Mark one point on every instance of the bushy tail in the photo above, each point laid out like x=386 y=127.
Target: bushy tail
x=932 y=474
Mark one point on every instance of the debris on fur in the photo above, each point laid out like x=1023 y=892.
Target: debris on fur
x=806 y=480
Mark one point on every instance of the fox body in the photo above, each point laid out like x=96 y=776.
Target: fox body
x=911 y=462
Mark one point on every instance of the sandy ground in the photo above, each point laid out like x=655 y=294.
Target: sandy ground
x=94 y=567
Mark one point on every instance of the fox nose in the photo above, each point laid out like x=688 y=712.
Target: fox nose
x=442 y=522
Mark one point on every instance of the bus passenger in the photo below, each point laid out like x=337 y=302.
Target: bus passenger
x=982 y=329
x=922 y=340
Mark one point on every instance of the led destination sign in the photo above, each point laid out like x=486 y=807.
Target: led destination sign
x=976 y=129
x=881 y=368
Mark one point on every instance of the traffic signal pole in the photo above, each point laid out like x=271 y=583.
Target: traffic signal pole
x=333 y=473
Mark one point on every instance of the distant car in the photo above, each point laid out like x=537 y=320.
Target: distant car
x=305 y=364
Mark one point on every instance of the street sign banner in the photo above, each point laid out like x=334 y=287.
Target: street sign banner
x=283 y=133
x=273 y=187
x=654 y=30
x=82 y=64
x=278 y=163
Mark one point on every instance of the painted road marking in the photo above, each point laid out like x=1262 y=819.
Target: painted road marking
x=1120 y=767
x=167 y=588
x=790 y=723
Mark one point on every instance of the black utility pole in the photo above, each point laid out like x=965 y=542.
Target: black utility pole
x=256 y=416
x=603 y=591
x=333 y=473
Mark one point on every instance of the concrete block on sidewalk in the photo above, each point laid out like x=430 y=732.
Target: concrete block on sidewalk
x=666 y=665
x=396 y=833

####################

*Problem description*: Reproduce word for word the part of the items that opens with the line containing "Mark one point on every instance of the distant" and runs through the final line of the items, including both ends.

*Task answer*:
Mark one point on every instance of the distant car in the photo above, each point laid out like x=537 y=320.
Target: distant car
x=305 y=364
Mark one point on every instance of the street sign banner in the photo above, each point laid out like x=334 y=287.
Target: street sign banner
x=283 y=133
x=273 y=187
x=654 y=30
x=82 y=64
x=278 y=163
Mark one point on every instance of the painted road marking in the photo above, each point laid out like x=1262 y=819.
Target: painted road marking
x=1120 y=767
x=167 y=588
x=790 y=723
Mark one point on every instance of the black utility pole in the photo above, each point laid out like x=965 y=542.
Target: black utility pole
x=256 y=416
x=603 y=591
x=333 y=473
Mark one point on every instance of the concrete block on sidewalk in the photo above, each point laid out like x=430 y=732.
Target: concrete block on sidewalk
x=666 y=665
x=396 y=833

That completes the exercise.